Selected passage:
====================
More than 55 percent of respondents said that the Pikes Peak region’s greatest strength is its natural beauty, as well as its access to outdoor recreation opportunities. Other strengths cited by respondents were moderate climate and weather, as well as the region’s military assets.

Nearly 33 percent of those polled said that infrastructure — road maintenance, stormwater needs and transportation — was the greatest challenge facing the Pikes Peak region, while other respondents referenced challenges related to employment and taxes.

In response to the third question, which asked those polled which five issues they felt were the most important for the community to address in the coming year, 71 percent cited road maintenance and repair. Improving the maintenance and repair of stormwater assets was the second most important issue to respondents, while investing in economic development was the third.

The fourth question was “multi-faceted,” SIE said in the report. Respondents were polled on how they feel their personal income and expense levels, as well as the city’s population and revenues, might grow in the next three years.
====================
[Stored data]
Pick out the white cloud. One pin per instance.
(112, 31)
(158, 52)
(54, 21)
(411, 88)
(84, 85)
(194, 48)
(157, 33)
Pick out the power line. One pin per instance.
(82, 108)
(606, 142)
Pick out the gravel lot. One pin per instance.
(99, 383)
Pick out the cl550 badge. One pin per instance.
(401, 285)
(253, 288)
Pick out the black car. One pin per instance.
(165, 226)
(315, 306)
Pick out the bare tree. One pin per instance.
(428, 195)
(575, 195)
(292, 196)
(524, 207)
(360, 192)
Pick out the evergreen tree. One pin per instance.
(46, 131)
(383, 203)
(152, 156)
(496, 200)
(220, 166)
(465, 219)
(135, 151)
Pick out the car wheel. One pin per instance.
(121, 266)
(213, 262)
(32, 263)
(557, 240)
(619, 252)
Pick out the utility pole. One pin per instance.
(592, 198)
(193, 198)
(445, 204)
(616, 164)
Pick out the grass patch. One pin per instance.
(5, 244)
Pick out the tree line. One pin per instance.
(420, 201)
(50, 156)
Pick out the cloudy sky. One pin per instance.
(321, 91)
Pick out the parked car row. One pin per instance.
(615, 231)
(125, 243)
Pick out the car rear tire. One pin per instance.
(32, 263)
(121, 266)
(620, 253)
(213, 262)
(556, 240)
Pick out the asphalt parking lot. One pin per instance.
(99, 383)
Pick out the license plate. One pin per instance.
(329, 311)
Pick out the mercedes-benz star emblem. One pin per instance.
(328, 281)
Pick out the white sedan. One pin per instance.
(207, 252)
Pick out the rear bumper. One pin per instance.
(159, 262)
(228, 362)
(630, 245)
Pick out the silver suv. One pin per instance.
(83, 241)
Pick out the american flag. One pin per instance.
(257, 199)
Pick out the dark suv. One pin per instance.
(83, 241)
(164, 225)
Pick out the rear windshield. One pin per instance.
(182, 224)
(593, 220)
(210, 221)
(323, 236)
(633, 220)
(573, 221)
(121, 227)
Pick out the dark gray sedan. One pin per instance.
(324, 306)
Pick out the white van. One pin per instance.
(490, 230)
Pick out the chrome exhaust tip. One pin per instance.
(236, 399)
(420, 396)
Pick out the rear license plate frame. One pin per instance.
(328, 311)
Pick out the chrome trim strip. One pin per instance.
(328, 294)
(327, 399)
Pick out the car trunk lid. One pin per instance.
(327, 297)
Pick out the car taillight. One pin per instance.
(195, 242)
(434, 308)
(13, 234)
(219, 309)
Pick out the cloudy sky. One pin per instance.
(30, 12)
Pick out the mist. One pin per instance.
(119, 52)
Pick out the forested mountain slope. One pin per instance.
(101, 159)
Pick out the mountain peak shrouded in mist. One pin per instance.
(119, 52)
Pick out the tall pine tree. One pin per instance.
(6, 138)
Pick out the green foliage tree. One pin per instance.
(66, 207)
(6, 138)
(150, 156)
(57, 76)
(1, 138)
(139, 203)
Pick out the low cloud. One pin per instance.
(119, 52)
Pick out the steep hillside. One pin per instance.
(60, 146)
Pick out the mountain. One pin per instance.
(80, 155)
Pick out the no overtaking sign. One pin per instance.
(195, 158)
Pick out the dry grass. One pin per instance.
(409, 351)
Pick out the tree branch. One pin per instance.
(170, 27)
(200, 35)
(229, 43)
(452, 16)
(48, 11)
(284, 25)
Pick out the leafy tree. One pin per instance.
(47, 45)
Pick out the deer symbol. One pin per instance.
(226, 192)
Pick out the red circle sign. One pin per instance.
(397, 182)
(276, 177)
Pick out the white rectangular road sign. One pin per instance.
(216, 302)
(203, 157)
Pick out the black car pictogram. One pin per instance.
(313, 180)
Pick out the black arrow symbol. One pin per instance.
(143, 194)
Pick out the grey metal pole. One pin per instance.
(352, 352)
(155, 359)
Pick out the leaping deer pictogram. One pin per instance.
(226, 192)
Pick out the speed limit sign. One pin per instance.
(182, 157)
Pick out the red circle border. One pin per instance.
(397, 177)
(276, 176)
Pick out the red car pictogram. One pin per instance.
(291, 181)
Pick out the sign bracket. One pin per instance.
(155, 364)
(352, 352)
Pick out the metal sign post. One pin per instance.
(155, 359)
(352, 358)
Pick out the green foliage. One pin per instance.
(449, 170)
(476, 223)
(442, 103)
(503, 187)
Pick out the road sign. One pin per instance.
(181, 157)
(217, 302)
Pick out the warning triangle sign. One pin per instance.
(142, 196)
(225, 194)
====================
Work item A:
Decide whether each statement agrees with the Pikes Peak survey passage, answering yes or no and quoting the words from the passage that decide it. (i) More than half of respondents named natural beauty and access to outdoor recreation as the region's greatest strength. (ii) Investing in economic development ranked as the second most important issue. (iii) The fourth question asked how respondents expected certain figures to grow over the next five years.
Work item B:
According to the Pikes Peak survey passage, what percentage of those polled cited road maintenance and repair as one of the most important issues for the community to address in the coming year?
Work item C:
Pick up the Pikes Peak survey passage after its last sentence and continue it.

Task output A:
(i) Yes: "More than 55 percent of respondents said that the Pikes Peak region’s greatest strength is its natural beauty, as well as its access to outdoor recreation opportunities."
(ii) No: "Improving the maintenance and repair of stormwater assets was the second most important issue to respondents, while investing in economic development was the third."
(iii) No: "might grow in the next three years."

Task output B:
71 percent

Task output C:
“When asked to predict the levels of their household’s retail purchases (excluding pharmacy and food), nearly 69 percent of the respondents expected no change in the level of those expenditures over the next three years,” according to the report. “Additionally, 20.15 percent of the respondents expected their levels of retail purchases to increase over the next three years. However, when asked to predict the level of their household’s online purchases over the next three years, nearly 68 percent of respondents expected them not to change from current levels, and nearly 28 percent of respondents expected to increase their online purchases.”